Saved entries

▶

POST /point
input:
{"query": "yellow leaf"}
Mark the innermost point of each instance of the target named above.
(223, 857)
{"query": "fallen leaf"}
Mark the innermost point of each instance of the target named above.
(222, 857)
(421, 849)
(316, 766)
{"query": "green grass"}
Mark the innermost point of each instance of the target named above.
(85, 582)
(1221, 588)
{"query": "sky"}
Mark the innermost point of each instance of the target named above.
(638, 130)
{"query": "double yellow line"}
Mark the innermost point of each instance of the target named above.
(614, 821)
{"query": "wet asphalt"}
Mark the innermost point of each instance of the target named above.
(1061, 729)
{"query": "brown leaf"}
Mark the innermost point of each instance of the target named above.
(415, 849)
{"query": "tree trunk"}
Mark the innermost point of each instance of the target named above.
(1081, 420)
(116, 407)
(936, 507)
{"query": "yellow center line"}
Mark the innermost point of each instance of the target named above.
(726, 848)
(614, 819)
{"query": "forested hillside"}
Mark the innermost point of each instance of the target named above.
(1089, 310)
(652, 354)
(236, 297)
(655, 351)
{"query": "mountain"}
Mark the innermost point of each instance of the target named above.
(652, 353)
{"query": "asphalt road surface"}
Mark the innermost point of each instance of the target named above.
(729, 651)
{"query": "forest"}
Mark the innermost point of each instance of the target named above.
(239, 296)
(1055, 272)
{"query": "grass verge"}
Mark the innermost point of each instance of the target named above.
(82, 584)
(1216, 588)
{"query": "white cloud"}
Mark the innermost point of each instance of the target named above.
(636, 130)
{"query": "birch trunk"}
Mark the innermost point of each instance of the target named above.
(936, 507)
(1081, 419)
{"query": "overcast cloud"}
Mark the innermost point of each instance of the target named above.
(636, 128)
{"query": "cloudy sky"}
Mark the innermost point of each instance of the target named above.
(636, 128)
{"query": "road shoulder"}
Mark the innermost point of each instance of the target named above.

◀

YOUR GOAL:
Restating every entry above word for word is the whole task.

RESPONSE TO THE TASK:
POST /point
input:
{"query": "yellow leaf"}
Mark the innermost point of each instance of the target named above.
(223, 857)
{"query": "fallen leaf"}
Mark the innermost point of each instance of the target named above.
(222, 857)
(421, 849)
(316, 766)
{"query": "green grass"}
Mark the innermost point of each instance of the target named above.
(85, 582)
(1221, 588)
{"query": "sky"}
Mark the innermost point of each instance of the target named above.
(638, 130)
{"query": "double yellow line"}
Mark the innermost point of each instance of the target named above.
(614, 821)
{"query": "wet asphalt"}
Mark the innermost point of each instance of the target named above.
(1061, 729)
{"query": "brown leaf"}
Mark the innermost point of each instance of the target named above.
(415, 849)
{"query": "tree trunk"}
Mark the innermost point of each instance of the target named above.
(1081, 420)
(116, 407)
(936, 507)
{"query": "yellow center line"}
Mark the innermost point of each instance of the target named above.
(726, 848)
(614, 819)
{"query": "forested hillside"}
Mark the innermost point of each instance of the target named above.
(1089, 310)
(652, 354)
(236, 297)
(655, 351)
{"query": "mountain"}
Mark the innermost point of each instance of the target named above.
(652, 353)
{"query": "asphalt road surface"}
Mark the innermost point of each instance of the target named above.
(729, 651)
{"query": "forest"}
Mark the innermost point of each instance of the target named above.
(239, 296)
(1055, 272)
{"query": "grass verge"}
Mark the innermost point of each instance of the target named above.
(82, 584)
(1216, 588)
{"query": "white cloud"}
Mark the innermost point of each instance of the target named above.
(636, 130)
{"query": "birch trunk"}
Mark the innermost point of each instance of the target named above.
(936, 507)
(1081, 419)
{"query": "overcast cloud"}
Mark the innermost point of each instance of the target named above.
(636, 128)
{"query": "cloudy sky"}
Mark the innermost point of each instance of the target named above.
(636, 128)
{"query": "road shoulder"}
Mark the innermost point of each instance of the target named above.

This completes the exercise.